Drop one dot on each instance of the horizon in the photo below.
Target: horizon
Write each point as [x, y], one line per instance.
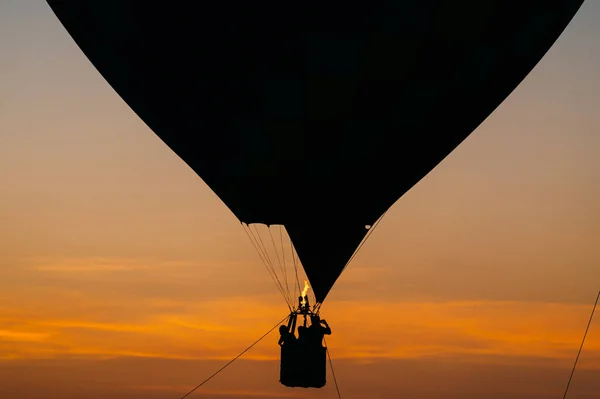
[123, 274]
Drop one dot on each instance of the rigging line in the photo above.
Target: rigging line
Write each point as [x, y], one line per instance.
[273, 277]
[581, 347]
[271, 272]
[371, 230]
[235, 358]
[284, 265]
[295, 265]
[266, 253]
[337, 388]
[281, 266]
[270, 264]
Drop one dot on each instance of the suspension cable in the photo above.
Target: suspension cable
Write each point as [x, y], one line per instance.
[281, 266]
[337, 388]
[581, 347]
[235, 358]
[270, 270]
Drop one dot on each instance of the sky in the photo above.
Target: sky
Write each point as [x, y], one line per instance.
[122, 274]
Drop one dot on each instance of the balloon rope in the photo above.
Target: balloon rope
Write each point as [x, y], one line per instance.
[337, 388]
[235, 358]
[262, 257]
[294, 259]
[581, 347]
[281, 266]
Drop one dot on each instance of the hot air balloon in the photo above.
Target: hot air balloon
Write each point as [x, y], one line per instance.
[314, 116]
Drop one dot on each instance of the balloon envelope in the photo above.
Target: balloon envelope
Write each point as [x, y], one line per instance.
[314, 115]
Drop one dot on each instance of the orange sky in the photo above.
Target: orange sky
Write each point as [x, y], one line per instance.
[122, 275]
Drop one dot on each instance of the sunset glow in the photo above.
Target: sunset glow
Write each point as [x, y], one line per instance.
[122, 275]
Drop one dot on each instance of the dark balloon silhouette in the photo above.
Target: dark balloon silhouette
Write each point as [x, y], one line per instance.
[317, 116]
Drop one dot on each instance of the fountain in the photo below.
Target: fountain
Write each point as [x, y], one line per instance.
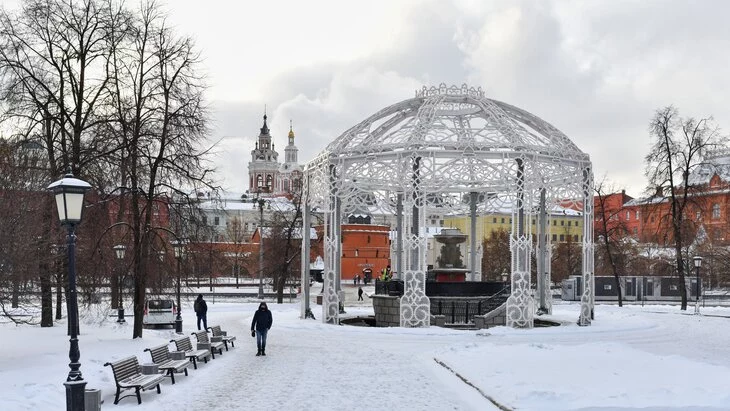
[450, 266]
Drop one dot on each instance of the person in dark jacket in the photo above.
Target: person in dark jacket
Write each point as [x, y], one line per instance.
[261, 322]
[201, 310]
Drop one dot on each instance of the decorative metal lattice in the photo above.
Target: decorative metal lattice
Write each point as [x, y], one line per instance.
[443, 151]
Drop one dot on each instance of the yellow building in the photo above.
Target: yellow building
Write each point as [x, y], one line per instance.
[566, 225]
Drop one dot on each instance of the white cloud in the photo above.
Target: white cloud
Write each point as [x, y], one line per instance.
[595, 70]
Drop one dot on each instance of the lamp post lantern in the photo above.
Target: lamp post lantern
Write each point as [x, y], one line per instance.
[698, 263]
[69, 192]
[120, 250]
[179, 248]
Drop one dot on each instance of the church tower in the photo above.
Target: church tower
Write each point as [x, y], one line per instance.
[264, 164]
[289, 179]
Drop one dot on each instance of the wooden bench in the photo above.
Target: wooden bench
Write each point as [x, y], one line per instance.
[161, 357]
[203, 340]
[183, 344]
[127, 376]
[216, 332]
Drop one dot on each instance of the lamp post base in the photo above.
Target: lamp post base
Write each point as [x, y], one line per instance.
[75, 391]
[120, 315]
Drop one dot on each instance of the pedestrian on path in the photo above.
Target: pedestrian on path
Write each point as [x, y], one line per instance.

○ ○ ○ ○ ○ ○ ○

Every entry must be reproduced exactly, with the images left out.

Drop one dot on each instance of the horizon in the photo below.
Target: horizon
Write each point as [x, y], one line per instance.
[123, 274]
Drop one dot on each instance of the rigging line in the photo above.
Target: rigging line
Write each point as [x, y], one line per instance.
[273, 277]
[581, 347]
[271, 272]
[371, 230]
[235, 358]
[284, 265]
[295, 265]
[266, 253]
[337, 388]
[281, 266]
[270, 264]
Drop one dot on each instance of the suspension cable in the photo above.
Target: suspension cable
Write each point as [x, y], one line per instance.
[281, 266]
[337, 388]
[581, 347]
[235, 358]
[270, 270]
Drop one dot on each instance of the sky in the photo above.
Target: sky
Write each point as [x, y], one line per instance.
[122, 274]
Drop one dot on each instance of the balloon rope in the photo above.
Target: balloon rope
Write each point as [x, y], one line per instance.
[337, 388]
[235, 358]
[262, 257]
[294, 259]
[581, 347]
[281, 266]
Drop one dot on each instance of the hot air balloon in the photo above.
Target: hot air balloon
Write each point as [x, y], one line per instance.
[314, 116]
Drop one dot on each instance of the balloon envelope in the photo above.
Target: balloon envelope
Write each point as [x, y], one line per instance.
[314, 115]
Drop one dot on each instance of the orange sky in the photo above.
Target: orange sky
Write each point as [x, y], one line per instance.
[122, 275]
Drop one dot on each instance of the sunset glow in the photo above.
Target: sunset glow
Write each point as [x, y], one line per instance.
[122, 275]
Drop one dot on each instance of the dark balloon silhouette in the photo above.
Target: dark balloon silhouette
Write each point as [x, y], one line per instance.
[317, 116]
Drop one dot on each instance of the fountain in the photo below.
Target: fountain
Write each point as [x, y], one line per instance.
[450, 266]
Drop one dot on each instance of the person in dark jacket in the photo above.
Target: person in dark jacket
Write each point as [x, y], one line per instance.
[261, 322]
[201, 310]
Drop one dot on each instance of the decorative metal lattice in the photo above.
Target: decorative metal lattice
Write each point as [x, y], one line per instance.
[443, 151]
Drop one dot on each instance of the yellow building in the photo above.
Target: yellow building
Write each point as [x, y], one line per instance.
[566, 225]
Drop one dot on each instance of the white cloud in the photo above.
Target: white cloud
Write each point as [x, y], one line per instance.
[595, 70]
Drop one dot on each instance of the lamp post lantern in the photo above.
Target: lamp post lantern
Write each point as [x, y], one line per instance.
[698, 263]
[69, 192]
[120, 250]
[179, 248]
Drop one dot on each instance of the church tower in the photo above.
Target: church tower
Write each point as [x, y], one line per instance.
[264, 164]
[289, 179]
Drop one dot on each instance of the wooden bench in the photo above.
Target: wooden bench
Write each point as [x, y], one line per instance.
[161, 357]
[203, 340]
[183, 344]
[127, 376]
[216, 332]
Drop one dot on each instance of the lamp post base in the photo above.
Target: lamp post base
Write each point as [x, y], one line per instance.
[75, 391]
[120, 315]
Drop one dot on each instance of the pedestrian on path in the photo above.
Target: pedestrian on path
Write each point as [x, y], one line per instance.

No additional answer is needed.